*RECORD EXCERPTS*:
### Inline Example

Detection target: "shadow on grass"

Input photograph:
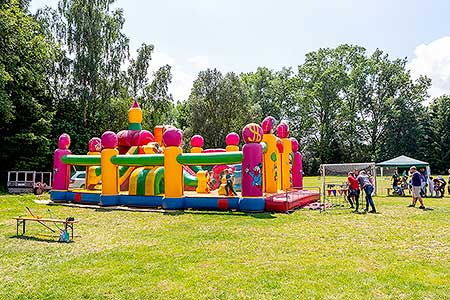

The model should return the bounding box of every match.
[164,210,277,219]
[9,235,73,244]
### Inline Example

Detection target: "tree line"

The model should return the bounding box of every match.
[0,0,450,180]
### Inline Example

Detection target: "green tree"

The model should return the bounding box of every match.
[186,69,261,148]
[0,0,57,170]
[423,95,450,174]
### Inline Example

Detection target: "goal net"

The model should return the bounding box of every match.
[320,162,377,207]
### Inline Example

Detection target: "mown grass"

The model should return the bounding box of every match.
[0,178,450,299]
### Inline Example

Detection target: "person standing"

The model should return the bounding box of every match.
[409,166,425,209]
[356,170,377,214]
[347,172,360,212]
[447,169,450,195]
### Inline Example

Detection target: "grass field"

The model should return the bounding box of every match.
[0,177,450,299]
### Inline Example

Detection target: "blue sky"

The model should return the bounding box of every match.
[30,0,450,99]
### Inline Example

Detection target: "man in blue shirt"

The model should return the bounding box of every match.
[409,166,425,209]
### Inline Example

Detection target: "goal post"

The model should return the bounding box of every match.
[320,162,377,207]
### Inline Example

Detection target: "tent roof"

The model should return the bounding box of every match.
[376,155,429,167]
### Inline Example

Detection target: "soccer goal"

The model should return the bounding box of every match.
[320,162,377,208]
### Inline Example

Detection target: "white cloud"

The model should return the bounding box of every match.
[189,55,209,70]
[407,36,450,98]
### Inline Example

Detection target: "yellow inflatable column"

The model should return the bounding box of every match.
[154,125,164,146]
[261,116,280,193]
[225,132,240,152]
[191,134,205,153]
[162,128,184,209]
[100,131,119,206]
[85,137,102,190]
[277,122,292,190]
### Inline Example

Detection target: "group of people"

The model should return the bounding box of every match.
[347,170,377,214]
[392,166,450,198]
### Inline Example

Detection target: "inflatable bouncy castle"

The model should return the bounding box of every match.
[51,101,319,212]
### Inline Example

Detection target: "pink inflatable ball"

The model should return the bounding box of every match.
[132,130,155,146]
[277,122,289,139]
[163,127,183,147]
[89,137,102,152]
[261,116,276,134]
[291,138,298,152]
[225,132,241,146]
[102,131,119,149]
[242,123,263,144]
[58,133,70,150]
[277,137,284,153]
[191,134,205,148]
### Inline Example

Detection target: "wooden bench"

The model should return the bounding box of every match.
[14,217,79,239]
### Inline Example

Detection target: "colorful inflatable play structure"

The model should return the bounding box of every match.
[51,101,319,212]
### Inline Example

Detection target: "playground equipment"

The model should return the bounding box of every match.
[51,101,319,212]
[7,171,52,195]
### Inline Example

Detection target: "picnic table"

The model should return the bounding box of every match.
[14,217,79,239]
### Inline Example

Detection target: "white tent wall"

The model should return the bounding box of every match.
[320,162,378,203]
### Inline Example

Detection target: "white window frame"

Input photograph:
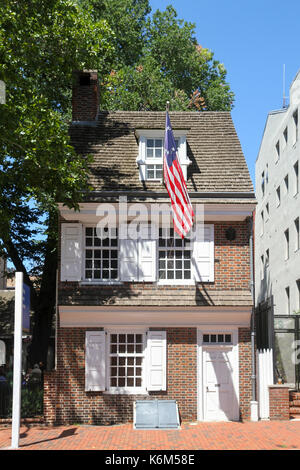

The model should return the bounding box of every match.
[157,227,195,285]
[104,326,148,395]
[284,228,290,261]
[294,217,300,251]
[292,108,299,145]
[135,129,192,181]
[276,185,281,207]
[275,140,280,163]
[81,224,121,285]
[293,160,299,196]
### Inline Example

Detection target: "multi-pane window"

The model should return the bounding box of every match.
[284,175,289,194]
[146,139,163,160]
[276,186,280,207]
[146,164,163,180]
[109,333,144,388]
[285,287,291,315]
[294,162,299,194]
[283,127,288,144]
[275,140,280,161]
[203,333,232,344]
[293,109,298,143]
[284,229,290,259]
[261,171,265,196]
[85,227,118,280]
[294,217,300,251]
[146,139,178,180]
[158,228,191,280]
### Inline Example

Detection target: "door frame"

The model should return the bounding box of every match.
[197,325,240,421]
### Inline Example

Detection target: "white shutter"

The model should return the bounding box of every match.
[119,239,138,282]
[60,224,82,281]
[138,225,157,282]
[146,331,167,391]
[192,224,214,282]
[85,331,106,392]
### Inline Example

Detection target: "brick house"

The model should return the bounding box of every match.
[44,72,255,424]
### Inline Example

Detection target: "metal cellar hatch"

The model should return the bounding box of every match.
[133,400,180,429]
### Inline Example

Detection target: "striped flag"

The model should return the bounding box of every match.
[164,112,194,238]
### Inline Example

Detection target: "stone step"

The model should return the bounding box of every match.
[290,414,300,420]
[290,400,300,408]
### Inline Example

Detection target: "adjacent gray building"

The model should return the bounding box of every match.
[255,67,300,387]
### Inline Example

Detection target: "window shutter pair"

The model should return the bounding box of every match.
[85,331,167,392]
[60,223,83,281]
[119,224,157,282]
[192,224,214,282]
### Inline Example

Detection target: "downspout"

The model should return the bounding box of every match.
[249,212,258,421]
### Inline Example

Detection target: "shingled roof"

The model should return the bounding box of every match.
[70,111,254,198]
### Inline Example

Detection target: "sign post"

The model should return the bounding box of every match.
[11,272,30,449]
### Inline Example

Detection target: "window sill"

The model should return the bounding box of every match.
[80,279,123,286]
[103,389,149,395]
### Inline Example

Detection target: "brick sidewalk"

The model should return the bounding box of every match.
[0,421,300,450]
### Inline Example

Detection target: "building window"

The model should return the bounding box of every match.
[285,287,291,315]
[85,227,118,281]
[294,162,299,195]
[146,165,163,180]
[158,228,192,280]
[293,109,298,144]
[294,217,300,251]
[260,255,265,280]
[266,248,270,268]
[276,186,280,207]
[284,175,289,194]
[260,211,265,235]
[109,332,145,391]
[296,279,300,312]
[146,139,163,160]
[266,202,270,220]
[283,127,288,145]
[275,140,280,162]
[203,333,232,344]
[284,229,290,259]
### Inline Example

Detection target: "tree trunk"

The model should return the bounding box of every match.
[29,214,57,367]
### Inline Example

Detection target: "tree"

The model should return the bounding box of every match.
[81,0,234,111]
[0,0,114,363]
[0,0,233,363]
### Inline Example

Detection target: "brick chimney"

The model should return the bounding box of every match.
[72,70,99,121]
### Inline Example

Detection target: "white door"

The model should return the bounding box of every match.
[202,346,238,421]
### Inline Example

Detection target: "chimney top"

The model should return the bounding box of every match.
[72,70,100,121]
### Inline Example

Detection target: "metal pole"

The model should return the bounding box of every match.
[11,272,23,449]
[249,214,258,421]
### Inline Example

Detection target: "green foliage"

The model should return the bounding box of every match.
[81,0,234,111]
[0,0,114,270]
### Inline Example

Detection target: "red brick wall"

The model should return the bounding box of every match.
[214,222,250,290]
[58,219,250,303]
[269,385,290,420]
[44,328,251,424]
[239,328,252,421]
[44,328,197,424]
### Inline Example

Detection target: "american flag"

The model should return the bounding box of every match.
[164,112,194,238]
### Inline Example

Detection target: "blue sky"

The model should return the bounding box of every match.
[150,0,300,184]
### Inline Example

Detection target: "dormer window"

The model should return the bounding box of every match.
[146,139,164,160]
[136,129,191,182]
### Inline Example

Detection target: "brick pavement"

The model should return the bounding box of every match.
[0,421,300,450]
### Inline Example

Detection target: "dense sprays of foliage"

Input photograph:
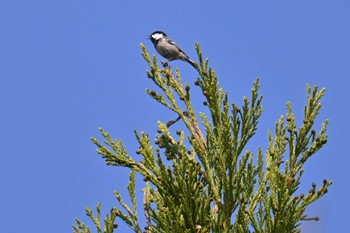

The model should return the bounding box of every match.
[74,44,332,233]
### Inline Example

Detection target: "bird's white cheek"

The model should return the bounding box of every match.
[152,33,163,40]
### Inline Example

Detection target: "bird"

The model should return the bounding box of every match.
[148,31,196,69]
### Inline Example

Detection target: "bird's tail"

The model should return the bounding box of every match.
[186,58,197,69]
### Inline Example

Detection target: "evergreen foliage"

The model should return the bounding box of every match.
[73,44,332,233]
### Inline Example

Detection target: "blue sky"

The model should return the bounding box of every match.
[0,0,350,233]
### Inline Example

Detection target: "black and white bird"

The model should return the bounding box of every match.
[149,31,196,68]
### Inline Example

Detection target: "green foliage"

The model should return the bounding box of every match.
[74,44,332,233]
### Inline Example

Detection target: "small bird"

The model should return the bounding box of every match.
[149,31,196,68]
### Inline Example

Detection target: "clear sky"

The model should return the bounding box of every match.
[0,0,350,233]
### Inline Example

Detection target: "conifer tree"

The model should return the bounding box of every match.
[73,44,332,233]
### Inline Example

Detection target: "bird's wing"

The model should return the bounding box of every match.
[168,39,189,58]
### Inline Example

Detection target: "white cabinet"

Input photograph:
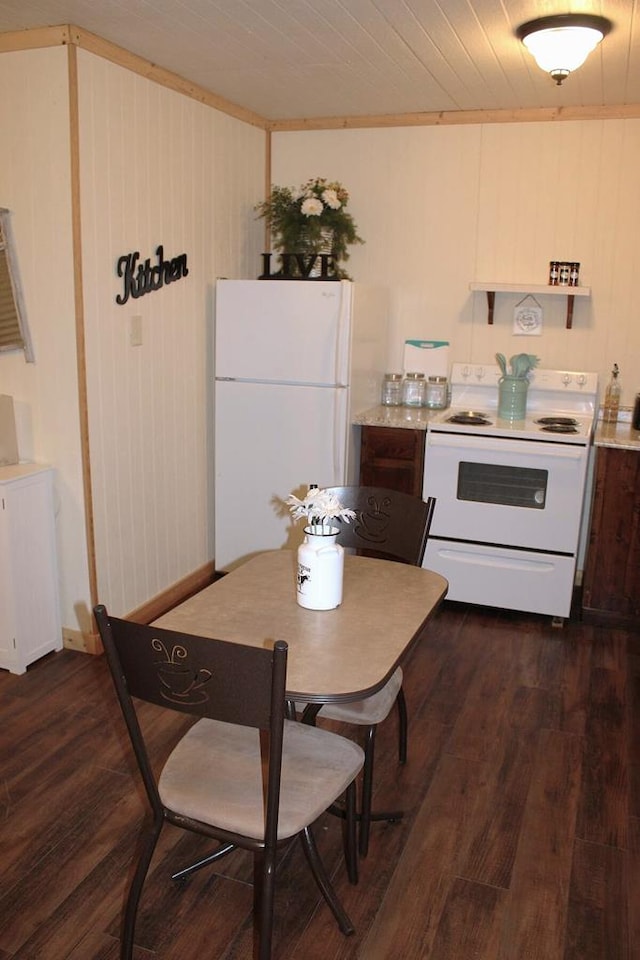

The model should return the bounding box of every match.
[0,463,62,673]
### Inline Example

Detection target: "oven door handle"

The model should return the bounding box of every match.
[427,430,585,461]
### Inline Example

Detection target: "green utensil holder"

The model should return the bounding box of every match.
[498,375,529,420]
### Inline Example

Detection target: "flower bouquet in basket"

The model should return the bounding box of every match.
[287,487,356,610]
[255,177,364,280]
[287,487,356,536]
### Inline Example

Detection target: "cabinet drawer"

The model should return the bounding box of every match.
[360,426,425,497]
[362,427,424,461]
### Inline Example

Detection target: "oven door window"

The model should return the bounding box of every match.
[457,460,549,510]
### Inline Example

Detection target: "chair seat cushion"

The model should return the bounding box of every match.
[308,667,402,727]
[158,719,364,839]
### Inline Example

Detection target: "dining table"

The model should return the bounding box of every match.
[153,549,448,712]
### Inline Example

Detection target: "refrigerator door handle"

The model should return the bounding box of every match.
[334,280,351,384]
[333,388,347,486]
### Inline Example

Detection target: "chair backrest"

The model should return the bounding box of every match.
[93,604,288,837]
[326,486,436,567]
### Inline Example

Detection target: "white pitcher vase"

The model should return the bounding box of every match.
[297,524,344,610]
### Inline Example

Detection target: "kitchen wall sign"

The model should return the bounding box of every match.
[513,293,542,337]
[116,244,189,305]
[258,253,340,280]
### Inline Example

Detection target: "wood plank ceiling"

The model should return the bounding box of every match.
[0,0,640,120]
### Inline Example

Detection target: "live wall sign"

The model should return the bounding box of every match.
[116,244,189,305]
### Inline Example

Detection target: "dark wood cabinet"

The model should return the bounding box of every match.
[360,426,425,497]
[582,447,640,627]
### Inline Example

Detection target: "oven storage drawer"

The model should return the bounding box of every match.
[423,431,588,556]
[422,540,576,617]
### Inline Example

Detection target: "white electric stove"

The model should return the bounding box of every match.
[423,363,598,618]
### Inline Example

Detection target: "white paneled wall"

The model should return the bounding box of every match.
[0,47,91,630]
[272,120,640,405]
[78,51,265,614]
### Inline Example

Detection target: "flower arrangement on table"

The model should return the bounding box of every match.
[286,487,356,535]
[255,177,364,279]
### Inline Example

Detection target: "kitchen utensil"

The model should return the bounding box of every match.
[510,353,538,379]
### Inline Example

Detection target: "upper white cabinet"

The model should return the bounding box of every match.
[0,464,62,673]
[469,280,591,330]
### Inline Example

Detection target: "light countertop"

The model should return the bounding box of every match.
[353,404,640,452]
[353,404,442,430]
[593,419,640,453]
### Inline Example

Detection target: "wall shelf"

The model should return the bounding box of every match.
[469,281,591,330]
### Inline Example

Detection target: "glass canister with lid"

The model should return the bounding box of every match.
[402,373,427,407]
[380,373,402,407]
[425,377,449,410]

*DIRECTION*: Copy the entries word for word from the start through the line that contains "[30,0,450,99]", including that line. Leave the pictures out of your copy.

*REPLY TO THE TASK*:
### Inline Example

Detection target: "shadow on grass"

Input photograph:

The model should return the bounding box of every match.
[164,210,277,219]
[9,235,73,244]
### Inline Example

Detection target: "tree line"

The model should return the bounding box of every match.
[0,0,450,180]
### Inline Example

Detection target: "green tree"

The model should return the bounding box of every match.
[186,69,261,148]
[0,0,57,170]
[423,95,450,174]
### Inline Example

Detection target: "goal net"

The model should return the bounding box of every match.
[320,162,377,207]
### Inline Example

Detection target: "mown grass"

The model should return the bounding box of every match.
[0,178,450,299]
### Inline Example

Detection target: "person standing"

The model should return the bounding box of every match.
[409,166,425,209]
[356,170,377,214]
[347,172,360,212]
[447,169,450,195]
### Inline Example

Detection target: "grass field"

The model should return the bounding box of every match.
[0,177,450,299]
### Inline Example

Detection target: "blue sky"

The model should return the bounding box of every match.
[30,0,450,99]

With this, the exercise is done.